What is asked ->
A: Answer these questions from the post about iPod noise in a VW stereo.
(i) How long must the car be turned off before there is no noise?
(ii) What did VW check?
(iii) What was the maximum volume found in the mp3s?
B: Continue the post about iPod noise in a VW stereo from where it stops.

Selected extract ->
If I reset the the Video iPod or have the car turned off from more than 14 hours (i.e., overnight), then there is no noise.
Attempt to solve the problem via Apple and VW
-----------------------------------------------------
First let me say that support from both Apple and VW on this subject was sad considering that both products are new. 
VW did check the cables and docking station, and informed me that the problem was with the iPod since everything "looked" like was in working order. 
After going through 2 levels of support with Apple they replaced the iPod, but the replacement also had the same problem. I did borrow an iPod classic into the docking station with no problems what so ever. In other words, the problems followed Video iPod 5.5G. Apple informed me that the problem is with the VW docking station and since it isn't a certified apply product, there is not much more they can do. 
I did explain to both support parties that I have doesn't work and both parties stated it was the other party's problem. 
Observations and What I Believe is Wrong
------------------------------------------------
Thinking that maybe the problem was with my ripping of my music, I examined my mp3s it and found that maximum volume was around 91dB (normal is 89dB). In other words, they were ripped correctly.
I did noticed that when if I switched between playing the iPod audio to an FM or CD source the volume of the sound increased dramatically (approximately 10dB!!!). 
In my opinion, what was occurring is that he pre-amp signal of the iPod audio was being send directly to the line-in of the stereo system. In addition, I believe that the pre-amp circuitry for the Video iPod doesn't have as much drive capability compared to the previous iPods. Either ways, noise is being introduced on the audio line that is being amplified by stereo system.
Note: I feel that this whole problem could have been averted if the VW's docking station had a pre-amp installed in it.

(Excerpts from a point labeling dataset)
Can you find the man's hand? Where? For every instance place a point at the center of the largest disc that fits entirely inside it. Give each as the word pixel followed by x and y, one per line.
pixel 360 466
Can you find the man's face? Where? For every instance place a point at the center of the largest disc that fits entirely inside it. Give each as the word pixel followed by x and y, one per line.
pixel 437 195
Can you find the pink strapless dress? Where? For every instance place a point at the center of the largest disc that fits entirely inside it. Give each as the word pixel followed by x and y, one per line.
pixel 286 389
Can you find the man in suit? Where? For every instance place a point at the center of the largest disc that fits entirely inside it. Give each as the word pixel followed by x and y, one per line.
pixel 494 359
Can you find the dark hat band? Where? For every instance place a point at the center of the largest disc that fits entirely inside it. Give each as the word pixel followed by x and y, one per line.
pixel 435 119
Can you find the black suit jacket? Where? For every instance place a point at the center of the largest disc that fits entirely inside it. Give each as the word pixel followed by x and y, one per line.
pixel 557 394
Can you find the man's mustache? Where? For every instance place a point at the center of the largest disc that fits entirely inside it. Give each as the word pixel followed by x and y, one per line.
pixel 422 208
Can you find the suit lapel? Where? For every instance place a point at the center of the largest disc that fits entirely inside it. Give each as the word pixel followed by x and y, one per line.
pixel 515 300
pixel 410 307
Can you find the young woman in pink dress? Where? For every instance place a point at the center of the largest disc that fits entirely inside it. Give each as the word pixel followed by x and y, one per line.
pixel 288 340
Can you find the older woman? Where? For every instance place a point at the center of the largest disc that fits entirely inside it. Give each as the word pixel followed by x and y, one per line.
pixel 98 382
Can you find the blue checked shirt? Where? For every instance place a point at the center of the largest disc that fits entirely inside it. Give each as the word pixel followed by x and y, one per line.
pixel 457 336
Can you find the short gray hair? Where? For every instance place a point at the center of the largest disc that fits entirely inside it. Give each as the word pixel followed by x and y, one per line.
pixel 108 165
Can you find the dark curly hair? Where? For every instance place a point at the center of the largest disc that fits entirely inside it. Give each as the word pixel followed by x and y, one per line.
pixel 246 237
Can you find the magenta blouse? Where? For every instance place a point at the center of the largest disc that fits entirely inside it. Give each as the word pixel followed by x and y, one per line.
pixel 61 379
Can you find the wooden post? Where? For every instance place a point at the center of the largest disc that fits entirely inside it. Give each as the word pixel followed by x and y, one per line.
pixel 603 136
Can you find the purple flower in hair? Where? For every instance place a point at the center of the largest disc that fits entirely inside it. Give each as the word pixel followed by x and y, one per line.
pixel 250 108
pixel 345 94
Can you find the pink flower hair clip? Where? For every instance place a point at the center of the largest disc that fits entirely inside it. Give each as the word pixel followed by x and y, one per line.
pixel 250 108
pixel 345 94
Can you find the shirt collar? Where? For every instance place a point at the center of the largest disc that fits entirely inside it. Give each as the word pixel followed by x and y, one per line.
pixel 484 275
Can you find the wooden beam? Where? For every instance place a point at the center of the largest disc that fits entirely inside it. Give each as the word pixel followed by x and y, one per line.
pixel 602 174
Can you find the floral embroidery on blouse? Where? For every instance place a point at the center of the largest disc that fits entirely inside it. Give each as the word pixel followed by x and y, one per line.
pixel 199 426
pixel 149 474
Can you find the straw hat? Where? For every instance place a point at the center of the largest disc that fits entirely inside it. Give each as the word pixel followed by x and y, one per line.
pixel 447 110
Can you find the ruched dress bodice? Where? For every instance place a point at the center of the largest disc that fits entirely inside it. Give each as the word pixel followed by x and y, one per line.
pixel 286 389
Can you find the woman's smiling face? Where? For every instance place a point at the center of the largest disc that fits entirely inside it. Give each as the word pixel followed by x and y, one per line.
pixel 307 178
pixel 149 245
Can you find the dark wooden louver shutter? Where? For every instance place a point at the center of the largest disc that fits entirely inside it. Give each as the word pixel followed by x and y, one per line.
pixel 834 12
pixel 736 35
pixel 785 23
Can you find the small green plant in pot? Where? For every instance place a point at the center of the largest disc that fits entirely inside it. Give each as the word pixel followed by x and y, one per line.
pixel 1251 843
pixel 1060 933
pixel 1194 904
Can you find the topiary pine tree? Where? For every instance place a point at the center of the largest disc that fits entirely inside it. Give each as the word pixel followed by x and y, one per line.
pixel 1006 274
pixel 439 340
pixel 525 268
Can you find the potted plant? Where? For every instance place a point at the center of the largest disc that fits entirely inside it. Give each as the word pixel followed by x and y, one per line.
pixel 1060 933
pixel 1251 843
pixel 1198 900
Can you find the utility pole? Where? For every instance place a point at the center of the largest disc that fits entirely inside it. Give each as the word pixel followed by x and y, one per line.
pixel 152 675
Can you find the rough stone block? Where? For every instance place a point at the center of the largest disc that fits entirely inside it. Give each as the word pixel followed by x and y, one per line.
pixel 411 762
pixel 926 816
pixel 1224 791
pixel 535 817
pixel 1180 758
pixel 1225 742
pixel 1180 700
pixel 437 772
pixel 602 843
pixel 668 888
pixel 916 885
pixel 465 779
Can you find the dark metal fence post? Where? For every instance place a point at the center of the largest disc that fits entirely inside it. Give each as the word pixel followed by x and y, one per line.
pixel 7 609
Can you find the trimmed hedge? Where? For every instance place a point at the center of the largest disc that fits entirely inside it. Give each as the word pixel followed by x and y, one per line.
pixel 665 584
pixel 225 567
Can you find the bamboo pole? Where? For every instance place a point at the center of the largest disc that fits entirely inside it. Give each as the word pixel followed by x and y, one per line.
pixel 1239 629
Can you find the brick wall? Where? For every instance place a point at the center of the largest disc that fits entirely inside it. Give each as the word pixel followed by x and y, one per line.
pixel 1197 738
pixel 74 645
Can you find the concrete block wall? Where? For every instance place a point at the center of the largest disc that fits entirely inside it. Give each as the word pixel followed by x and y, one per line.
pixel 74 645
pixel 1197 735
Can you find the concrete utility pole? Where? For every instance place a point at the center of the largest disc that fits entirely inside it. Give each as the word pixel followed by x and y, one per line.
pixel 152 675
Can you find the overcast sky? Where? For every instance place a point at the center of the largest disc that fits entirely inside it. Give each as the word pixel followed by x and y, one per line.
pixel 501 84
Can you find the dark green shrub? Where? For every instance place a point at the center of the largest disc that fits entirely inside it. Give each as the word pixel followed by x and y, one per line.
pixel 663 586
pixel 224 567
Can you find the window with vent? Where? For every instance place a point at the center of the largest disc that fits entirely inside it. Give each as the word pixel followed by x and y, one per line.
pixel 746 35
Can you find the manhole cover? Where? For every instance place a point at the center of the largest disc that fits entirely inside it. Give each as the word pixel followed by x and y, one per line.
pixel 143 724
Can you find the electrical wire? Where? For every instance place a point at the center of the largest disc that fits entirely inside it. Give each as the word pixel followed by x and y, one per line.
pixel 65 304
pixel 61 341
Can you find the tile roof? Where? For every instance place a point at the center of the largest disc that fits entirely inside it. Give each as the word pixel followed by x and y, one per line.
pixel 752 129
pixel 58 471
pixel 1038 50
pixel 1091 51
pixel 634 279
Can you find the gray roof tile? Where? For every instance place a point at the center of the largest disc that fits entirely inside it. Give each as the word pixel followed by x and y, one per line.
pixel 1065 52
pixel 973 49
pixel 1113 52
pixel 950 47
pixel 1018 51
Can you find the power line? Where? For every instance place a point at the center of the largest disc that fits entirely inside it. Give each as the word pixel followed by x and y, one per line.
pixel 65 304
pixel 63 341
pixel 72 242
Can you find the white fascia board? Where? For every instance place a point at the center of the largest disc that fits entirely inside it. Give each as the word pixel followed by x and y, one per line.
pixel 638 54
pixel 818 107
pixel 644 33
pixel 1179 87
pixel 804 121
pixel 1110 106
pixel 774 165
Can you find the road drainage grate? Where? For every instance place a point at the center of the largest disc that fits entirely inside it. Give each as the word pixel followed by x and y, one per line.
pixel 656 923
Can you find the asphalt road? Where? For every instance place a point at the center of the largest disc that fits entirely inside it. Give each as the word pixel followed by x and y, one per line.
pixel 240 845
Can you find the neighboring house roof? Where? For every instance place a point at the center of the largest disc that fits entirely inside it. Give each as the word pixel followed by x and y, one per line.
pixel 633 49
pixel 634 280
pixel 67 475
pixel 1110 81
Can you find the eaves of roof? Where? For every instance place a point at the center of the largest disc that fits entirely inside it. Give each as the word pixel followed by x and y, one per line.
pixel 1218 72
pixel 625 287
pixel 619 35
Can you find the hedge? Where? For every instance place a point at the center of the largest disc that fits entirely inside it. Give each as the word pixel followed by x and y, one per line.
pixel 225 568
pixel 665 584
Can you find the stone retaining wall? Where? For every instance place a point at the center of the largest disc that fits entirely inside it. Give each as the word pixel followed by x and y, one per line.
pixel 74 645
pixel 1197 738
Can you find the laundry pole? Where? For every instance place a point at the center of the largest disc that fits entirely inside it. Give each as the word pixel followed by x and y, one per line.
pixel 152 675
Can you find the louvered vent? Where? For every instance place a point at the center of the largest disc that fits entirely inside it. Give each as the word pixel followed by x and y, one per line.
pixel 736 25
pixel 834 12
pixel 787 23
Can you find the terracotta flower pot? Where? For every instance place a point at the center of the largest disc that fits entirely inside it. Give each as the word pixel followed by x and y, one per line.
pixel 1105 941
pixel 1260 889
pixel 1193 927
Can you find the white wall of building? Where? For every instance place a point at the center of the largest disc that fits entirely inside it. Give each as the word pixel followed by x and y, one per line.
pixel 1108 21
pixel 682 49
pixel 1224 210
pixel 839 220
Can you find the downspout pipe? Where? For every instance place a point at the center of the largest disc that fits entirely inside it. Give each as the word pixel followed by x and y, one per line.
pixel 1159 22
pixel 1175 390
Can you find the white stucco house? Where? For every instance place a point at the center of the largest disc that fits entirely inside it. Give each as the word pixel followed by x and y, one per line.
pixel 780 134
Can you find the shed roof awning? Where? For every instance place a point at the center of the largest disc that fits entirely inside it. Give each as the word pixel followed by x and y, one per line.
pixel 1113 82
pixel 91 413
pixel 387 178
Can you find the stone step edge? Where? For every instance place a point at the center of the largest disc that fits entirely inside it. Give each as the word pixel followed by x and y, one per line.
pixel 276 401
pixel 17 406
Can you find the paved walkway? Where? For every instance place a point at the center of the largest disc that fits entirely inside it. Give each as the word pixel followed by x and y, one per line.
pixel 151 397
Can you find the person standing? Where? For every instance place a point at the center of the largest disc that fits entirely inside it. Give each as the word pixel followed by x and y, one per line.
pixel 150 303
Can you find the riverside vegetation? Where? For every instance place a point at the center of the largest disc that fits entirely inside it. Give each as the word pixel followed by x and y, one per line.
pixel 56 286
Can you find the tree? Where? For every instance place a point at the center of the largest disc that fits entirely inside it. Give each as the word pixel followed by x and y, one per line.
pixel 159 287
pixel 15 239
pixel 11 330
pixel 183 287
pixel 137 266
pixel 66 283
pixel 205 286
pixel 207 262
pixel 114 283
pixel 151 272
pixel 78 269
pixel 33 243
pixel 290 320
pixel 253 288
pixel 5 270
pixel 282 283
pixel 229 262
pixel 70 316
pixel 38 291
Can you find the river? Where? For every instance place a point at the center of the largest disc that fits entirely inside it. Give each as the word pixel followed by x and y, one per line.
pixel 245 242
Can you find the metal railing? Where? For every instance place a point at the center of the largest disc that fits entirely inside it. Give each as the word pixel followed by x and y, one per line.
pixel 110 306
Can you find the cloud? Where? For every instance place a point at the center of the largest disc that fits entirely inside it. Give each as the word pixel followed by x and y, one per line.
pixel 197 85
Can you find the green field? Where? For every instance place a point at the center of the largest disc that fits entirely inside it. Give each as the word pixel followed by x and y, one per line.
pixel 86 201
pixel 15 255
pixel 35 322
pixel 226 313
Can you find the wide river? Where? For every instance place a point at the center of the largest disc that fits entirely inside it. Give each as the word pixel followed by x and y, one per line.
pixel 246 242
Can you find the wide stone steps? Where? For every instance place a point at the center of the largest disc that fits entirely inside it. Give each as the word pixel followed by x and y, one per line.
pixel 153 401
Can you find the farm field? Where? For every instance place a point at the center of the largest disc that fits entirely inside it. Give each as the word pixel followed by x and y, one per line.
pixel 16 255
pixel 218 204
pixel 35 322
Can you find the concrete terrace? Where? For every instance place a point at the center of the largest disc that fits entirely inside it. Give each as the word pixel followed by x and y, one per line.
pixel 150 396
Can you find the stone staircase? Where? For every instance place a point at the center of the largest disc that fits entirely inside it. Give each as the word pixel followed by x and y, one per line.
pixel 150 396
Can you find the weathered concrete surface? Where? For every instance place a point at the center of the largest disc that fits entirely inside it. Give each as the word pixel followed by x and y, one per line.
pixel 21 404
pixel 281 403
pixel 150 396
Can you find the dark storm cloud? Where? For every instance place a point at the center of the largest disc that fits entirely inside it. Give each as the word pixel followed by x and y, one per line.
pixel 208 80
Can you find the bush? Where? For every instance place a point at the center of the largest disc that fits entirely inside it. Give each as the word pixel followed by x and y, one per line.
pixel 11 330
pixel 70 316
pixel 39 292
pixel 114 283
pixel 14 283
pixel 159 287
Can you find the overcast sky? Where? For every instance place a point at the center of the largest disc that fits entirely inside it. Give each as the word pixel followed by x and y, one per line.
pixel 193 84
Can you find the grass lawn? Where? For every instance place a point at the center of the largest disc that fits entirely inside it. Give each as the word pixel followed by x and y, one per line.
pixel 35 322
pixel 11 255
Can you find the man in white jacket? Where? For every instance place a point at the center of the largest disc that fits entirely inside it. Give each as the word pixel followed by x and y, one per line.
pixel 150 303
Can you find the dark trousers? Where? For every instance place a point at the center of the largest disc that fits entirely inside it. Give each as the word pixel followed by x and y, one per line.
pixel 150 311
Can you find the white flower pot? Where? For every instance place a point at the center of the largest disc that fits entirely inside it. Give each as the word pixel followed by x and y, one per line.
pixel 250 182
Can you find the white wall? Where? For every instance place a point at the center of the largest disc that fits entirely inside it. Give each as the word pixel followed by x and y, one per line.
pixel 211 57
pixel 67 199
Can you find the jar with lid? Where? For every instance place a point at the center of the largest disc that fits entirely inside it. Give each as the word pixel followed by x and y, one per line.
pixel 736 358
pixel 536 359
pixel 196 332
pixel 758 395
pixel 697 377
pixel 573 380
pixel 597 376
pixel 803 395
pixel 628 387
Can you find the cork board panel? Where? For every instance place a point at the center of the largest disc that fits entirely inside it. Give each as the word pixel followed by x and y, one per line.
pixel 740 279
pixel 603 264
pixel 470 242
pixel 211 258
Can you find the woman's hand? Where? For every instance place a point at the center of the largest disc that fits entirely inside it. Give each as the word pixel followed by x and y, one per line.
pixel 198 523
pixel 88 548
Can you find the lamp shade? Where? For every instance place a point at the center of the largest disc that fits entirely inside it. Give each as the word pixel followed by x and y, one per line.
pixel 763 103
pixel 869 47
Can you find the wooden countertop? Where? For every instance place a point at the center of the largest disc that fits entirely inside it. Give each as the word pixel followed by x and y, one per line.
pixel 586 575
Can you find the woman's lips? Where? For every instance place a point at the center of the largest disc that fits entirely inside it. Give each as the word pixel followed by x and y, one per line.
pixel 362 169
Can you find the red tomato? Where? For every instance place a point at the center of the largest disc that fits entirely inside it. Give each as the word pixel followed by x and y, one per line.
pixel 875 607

Responses by task ->
A:
(i) More than 14 hours.
(ii) The cables and the docking station.
(iii) Around 91dB.

B:
Solution: Software
--------------------
This first and more easy solution was to increase the gain of my audio files. I used the program MP3Gain (http://mp3gain.sourceforge.net/). This enabled me to increase the gain (by 10dB)and keep the current dynamic volume. This worked as expected, for I no longer heard the noise, but the high volume sounds became distorted. This distortion was significant that it was difficult to listen to the music.
I next compressed the music, prior to amplifying. The music wasn't distorted, but it was always at the same volume (no dynamic range). 
Potential Hardware Solution
-----------------------------
While it is clearly evident that the docking station that came with the car has "issues," I don't necessarily wish to purchase a new $150.00 solution. So what I am planning on doing instead is installing a pre-amp on the line-out signals just as they leave the iPod. The product Pie Ld1 2-Channel Adjustable Line Driver (http://www.discountcarstereo.c...D=317) looks like it will do the trick.
Questions
-----------
1) While this solution looks like it will work, has anyone tried it?
2) Is there another option that could solve my problem that I haven't found?
3) Has anyone else experienced this? 
Note: I have read one thread topic in other forum someone stating a similar problem, but the date was 2006.
Thank you ahead of time for your advice and assistance.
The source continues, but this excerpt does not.